**Your objective:**
Pick out every line of the records that contains the word "wheel" and copy each such line in full.

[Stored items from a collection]
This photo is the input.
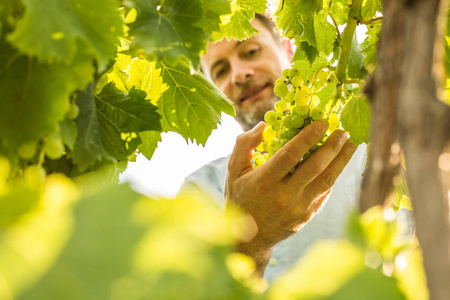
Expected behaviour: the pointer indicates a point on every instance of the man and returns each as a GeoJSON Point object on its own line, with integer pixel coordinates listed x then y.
{"type": "Point", "coordinates": [277, 202]}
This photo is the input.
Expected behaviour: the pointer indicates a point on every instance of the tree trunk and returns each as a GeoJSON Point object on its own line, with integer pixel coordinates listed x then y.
{"type": "Point", "coordinates": [421, 123]}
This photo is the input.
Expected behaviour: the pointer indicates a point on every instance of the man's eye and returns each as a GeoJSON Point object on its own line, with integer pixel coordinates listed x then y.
{"type": "Point", "coordinates": [219, 73]}
{"type": "Point", "coordinates": [252, 52]}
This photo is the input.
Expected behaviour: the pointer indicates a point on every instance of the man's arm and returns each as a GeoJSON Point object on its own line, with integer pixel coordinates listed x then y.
{"type": "Point", "coordinates": [277, 202]}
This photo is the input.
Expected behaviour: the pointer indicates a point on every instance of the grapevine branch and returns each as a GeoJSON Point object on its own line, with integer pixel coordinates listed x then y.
{"type": "Point", "coordinates": [368, 22]}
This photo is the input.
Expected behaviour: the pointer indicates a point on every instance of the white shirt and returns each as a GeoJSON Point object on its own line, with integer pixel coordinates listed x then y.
{"type": "Point", "coordinates": [329, 223]}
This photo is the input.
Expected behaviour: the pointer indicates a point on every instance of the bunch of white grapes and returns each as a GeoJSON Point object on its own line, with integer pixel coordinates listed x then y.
{"type": "Point", "coordinates": [298, 107]}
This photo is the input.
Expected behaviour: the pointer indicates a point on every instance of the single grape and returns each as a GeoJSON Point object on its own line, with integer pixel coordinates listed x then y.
{"type": "Point", "coordinates": [283, 142]}
{"type": "Point", "coordinates": [276, 126]}
{"type": "Point", "coordinates": [279, 80]}
{"type": "Point", "coordinates": [281, 89]}
{"type": "Point", "coordinates": [271, 117]}
{"type": "Point", "coordinates": [259, 160]}
{"type": "Point", "coordinates": [292, 132]}
{"type": "Point", "coordinates": [321, 75]}
{"type": "Point", "coordinates": [333, 122]}
{"type": "Point", "coordinates": [287, 122]}
{"type": "Point", "coordinates": [289, 97]}
{"type": "Point", "coordinates": [34, 176]}
{"type": "Point", "coordinates": [280, 106]}
{"type": "Point", "coordinates": [280, 133]}
{"type": "Point", "coordinates": [269, 134]}
{"type": "Point", "coordinates": [293, 72]}
{"type": "Point", "coordinates": [315, 100]}
{"type": "Point", "coordinates": [297, 81]}
{"type": "Point", "coordinates": [273, 145]}
{"type": "Point", "coordinates": [297, 121]}
{"type": "Point", "coordinates": [27, 150]}
{"type": "Point", "coordinates": [53, 148]}
{"type": "Point", "coordinates": [302, 109]}
{"type": "Point", "coordinates": [73, 112]}
{"type": "Point", "coordinates": [301, 97]}
{"type": "Point", "coordinates": [317, 113]}
{"type": "Point", "coordinates": [260, 147]}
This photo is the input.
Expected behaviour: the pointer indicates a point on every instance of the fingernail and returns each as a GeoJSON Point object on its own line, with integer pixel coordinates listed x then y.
{"type": "Point", "coordinates": [343, 137]}
{"type": "Point", "coordinates": [258, 126]}
{"type": "Point", "coordinates": [321, 126]}
{"type": "Point", "coordinates": [352, 146]}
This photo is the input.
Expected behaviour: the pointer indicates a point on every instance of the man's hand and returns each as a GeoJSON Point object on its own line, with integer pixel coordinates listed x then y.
{"type": "Point", "coordinates": [278, 202]}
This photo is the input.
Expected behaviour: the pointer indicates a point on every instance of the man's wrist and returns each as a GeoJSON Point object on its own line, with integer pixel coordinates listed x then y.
{"type": "Point", "coordinates": [260, 255]}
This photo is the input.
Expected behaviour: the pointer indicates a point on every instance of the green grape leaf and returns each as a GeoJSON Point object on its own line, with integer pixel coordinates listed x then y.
{"type": "Point", "coordinates": [65, 23]}
{"type": "Point", "coordinates": [304, 51]}
{"type": "Point", "coordinates": [326, 95]}
{"type": "Point", "coordinates": [88, 147]}
{"type": "Point", "coordinates": [31, 107]}
{"type": "Point", "coordinates": [447, 47]}
{"type": "Point", "coordinates": [192, 105]}
{"type": "Point", "coordinates": [213, 10]}
{"type": "Point", "coordinates": [237, 24]}
{"type": "Point", "coordinates": [169, 29]}
{"type": "Point", "coordinates": [339, 11]}
{"type": "Point", "coordinates": [122, 117]}
{"type": "Point", "coordinates": [305, 67]}
{"type": "Point", "coordinates": [325, 33]}
{"type": "Point", "coordinates": [355, 119]}
{"type": "Point", "coordinates": [68, 133]}
{"type": "Point", "coordinates": [334, 270]}
{"type": "Point", "coordinates": [369, 46]}
{"type": "Point", "coordinates": [356, 67]}
{"type": "Point", "coordinates": [44, 229]}
{"type": "Point", "coordinates": [150, 140]}
{"type": "Point", "coordinates": [139, 73]}
{"type": "Point", "coordinates": [145, 76]}
{"type": "Point", "coordinates": [132, 241]}
{"type": "Point", "coordinates": [369, 8]}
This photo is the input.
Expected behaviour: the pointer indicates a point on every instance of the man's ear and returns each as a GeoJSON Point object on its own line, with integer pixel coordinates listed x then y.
{"type": "Point", "coordinates": [288, 48]}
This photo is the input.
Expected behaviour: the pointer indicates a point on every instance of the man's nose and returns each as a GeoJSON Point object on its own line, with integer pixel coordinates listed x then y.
{"type": "Point", "coordinates": [242, 72]}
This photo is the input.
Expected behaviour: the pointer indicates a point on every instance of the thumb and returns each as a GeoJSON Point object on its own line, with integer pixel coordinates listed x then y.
{"type": "Point", "coordinates": [240, 159]}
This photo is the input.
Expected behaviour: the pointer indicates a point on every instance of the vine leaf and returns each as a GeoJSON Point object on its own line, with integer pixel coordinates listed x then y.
{"type": "Point", "coordinates": [66, 22]}
{"type": "Point", "coordinates": [31, 107]}
{"type": "Point", "coordinates": [170, 30]}
{"type": "Point", "coordinates": [355, 119]}
{"type": "Point", "coordinates": [192, 105]}
{"type": "Point", "coordinates": [109, 124]}
{"type": "Point", "coordinates": [356, 67]}
{"type": "Point", "coordinates": [369, 46]}
{"type": "Point", "coordinates": [213, 10]}
{"type": "Point", "coordinates": [369, 8]}
{"type": "Point", "coordinates": [150, 140]}
{"type": "Point", "coordinates": [237, 24]}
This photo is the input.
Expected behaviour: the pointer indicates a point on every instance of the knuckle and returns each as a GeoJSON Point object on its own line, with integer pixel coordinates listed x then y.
{"type": "Point", "coordinates": [317, 166]}
{"type": "Point", "coordinates": [240, 138]}
{"type": "Point", "coordinates": [289, 157]}
{"type": "Point", "coordinates": [329, 179]}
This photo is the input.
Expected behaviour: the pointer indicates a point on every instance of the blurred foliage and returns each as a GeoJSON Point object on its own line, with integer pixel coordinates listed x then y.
{"type": "Point", "coordinates": [98, 241]}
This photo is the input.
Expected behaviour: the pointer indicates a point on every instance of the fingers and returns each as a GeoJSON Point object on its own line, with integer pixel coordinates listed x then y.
{"type": "Point", "coordinates": [312, 167]}
{"type": "Point", "coordinates": [328, 177]}
{"type": "Point", "coordinates": [240, 159]}
{"type": "Point", "coordinates": [288, 156]}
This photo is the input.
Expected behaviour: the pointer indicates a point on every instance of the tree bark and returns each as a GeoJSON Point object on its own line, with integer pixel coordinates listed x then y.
{"type": "Point", "coordinates": [421, 123]}
{"type": "Point", "coordinates": [383, 91]}
{"type": "Point", "coordinates": [423, 130]}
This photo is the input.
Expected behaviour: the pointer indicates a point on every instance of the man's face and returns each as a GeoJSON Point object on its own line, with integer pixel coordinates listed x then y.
{"type": "Point", "coordinates": [246, 72]}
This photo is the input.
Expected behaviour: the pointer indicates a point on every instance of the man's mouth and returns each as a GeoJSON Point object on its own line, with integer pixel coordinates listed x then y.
{"type": "Point", "coordinates": [252, 92]}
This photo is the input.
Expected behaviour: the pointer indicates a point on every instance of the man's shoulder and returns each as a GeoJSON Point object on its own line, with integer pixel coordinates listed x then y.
{"type": "Point", "coordinates": [209, 179]}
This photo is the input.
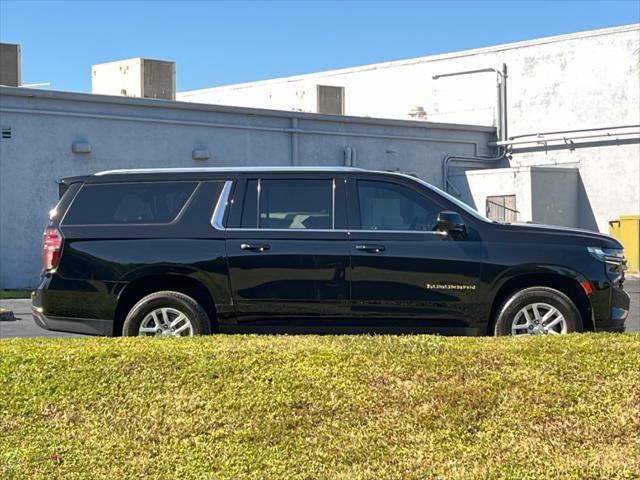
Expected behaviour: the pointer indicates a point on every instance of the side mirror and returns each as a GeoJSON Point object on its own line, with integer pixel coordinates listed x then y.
{"type": "Point", "coordinates": [451, 223]}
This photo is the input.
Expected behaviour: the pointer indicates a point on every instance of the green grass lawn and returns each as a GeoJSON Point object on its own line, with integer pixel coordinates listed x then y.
{"type": "Point", "coordinates": [11, 294]}
{"type": "Point", "coordinates": [316, 407]}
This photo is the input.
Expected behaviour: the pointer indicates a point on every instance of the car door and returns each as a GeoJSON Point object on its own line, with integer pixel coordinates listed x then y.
{"type": "Point", "coordinates": [288, 252]}
{"type": "Point", "coordinates": [405, 275]}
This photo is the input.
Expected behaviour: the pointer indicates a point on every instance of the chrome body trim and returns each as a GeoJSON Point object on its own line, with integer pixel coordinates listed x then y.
{"type": "Point", "coordinates": [221, 206]}
{"type": "Point", "coordinates": [229, 170]}
{"type": "Point", "coordinates": [338, 230]}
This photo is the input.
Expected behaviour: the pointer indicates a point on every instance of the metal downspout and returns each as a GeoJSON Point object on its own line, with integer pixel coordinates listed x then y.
{"type": "Point", "coordinates": [474, 160]}
{"type": "Point", "coordinates": [501, 125]}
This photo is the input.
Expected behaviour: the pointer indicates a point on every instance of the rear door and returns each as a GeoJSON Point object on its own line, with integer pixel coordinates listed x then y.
{"type": "Point", "coordinates": [288, 252]}
{"type": "Point", "coordinates": [406, 275]}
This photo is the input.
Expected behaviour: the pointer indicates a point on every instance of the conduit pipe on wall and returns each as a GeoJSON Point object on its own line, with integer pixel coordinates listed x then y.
{"type": "Point", "coordinates": [568, 139]}
{"type": "Point", "coordinates": [242, 127]}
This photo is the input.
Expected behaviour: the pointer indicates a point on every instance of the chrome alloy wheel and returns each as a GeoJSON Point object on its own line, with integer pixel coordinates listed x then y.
{"type": "Point", "coordinates": [166, 322]}
{"type": "Point", "coordinates": [539, 319]}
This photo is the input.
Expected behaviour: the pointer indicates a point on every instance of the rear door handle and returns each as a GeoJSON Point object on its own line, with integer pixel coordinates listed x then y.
{"type": "Point", "coordinates": [255, 247]}
{"type": "Point", "coordinates": [370, 248]}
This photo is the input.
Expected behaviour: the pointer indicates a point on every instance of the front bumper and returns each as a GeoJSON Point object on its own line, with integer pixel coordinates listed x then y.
{"type": "Point", "coordinates": [618, 301]}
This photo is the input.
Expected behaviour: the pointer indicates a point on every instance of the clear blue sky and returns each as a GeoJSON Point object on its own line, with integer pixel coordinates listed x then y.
{"type": "Point", "coordinates": [217, 43]}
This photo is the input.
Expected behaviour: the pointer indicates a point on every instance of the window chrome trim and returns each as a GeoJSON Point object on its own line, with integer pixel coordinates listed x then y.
{"type": "Point", "coordinates": [327, 230]}
{"type": "Point", "coordinates": [221, 206]}
{"type": "Point", "coordinates": [333, 205]}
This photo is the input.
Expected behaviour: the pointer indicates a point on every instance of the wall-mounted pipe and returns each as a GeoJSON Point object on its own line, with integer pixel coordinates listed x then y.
{"type": "Point", "coordinates": [473, 160]}
{"type": "Point", "coordinates": [565, 139]}
{"type": "Point", "coordinates": [580, 130]}
{"type": "Point", "coordinates": [501, 97]}
{"type": "Point", "coordinates": [302, 131]}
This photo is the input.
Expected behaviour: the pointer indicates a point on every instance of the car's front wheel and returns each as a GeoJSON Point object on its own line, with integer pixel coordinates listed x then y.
{"type": "Point", "coordinates": [537, 311]}
{"type": "Point", "coordinates": [170, 314]}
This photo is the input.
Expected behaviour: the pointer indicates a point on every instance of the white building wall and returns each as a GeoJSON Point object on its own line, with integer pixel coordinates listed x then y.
{"type": "Point", "coordinates": [137, 133]}
{"type": "Point", "coordinates": [577, 81]}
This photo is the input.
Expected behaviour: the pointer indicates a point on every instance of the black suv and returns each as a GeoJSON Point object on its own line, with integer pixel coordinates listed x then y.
{"type": "Point", "coordinates": [180, 252]}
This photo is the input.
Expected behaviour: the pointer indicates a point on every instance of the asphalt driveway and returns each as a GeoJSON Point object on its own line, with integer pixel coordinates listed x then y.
{"type": "Point", "coordinates": [24, 326]}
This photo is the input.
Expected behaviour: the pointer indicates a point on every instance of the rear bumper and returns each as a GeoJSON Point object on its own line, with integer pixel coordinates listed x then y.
{"type": "Point", "coordinates": [87, 326]}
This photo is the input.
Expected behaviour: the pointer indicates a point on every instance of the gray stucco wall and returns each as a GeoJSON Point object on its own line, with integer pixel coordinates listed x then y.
{"type": "Point", "coordinates": [126, 133]}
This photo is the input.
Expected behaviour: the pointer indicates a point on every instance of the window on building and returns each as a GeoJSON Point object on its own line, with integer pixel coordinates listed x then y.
{"type": "Point", "coordinates": [331, 100]}
{"type": "Point", "coordinates": [129, 203]}
{"type": "Point", "coordinates": [502, 208]}
{"type": "Point", "coordinates": [289, 204]}
{"type": "Point", "coordinates": [387, 206]}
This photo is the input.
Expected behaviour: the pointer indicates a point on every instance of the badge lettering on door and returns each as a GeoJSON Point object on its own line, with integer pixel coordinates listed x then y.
{"type": "Point", "coordinates": [449, 286]}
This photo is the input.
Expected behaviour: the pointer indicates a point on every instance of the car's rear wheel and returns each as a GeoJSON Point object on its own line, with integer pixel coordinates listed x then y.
{"type": "Point", "coordinates": [169, 314]}
{"type": "Point", "coordinates": [537, 311]}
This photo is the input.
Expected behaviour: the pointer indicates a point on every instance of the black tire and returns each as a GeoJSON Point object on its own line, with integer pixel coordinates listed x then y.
{"type": "Point", "coordinates": [167, 299]}
{"type": "Point", "coordinates": [527, 296]}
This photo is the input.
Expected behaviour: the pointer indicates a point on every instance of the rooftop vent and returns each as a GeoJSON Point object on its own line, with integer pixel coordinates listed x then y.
{"type": "Point", "coordinates": [10, 64]}
{"type": "Point", "coordinates": [135, 77]}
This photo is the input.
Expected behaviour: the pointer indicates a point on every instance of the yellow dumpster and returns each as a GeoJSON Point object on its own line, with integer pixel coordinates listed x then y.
{"type": "Point", "coordinates": [626, 230]}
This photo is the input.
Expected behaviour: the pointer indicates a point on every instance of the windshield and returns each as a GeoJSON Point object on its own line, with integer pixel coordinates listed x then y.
{"type": "Point", "coordinates": [454, 200]}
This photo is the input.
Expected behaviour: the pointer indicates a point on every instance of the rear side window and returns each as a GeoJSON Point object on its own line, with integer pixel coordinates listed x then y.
{"type": "Point", "coordinates": [387, 206]}
{"type": "Point", "coordinates": [129, 203]}
{"type": "Point", "coordinates": [289, 204]}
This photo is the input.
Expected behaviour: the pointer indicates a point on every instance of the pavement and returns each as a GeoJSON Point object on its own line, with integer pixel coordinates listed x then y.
{"type": "Point", "coordinates": [24, 326]}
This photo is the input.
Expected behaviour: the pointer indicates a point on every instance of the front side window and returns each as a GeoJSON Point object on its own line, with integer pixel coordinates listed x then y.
{"type": "Point", "coordinates": [289, 204]}
{"type": "Point", "coordinates": [388, 206]}
{"type": "Point", "coordinates": [129, 203]}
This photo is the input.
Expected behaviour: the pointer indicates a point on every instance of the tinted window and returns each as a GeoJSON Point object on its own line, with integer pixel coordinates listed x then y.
{"type": "Point", "coordinates": [129, 203]}
{"type": "Point", "coordinates": [387, 206]}
{"type": "Point", "coordinates": [288, 204]}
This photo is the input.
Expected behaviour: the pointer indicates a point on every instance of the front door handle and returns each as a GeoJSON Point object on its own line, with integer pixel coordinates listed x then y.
{"type": "Point", "coordinates": [255, 247]}
{"type": "Point", "coordinates": [370, 248]}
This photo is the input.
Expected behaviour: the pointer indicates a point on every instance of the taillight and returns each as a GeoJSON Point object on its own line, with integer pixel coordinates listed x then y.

**The answer:**
Expected behaviour: the pointer indicates a point on every instance of the chrome alloy wheel and returns each as a GeoJSON Point object on its own line, with integer pixel coordinates listed x then y.
Expected behaviour: the pointer indicates a point on every instance of the car's front wheel and returns each as a GeoJSON Point object on its own line, with integer pixel coordinates listed x then y.
Expected behaviour: the pointer indicates a point on every instance of the car's rear wheel and returns each as a GeoJSON Point object on its own line, with integer pixel coordinates listed x then y.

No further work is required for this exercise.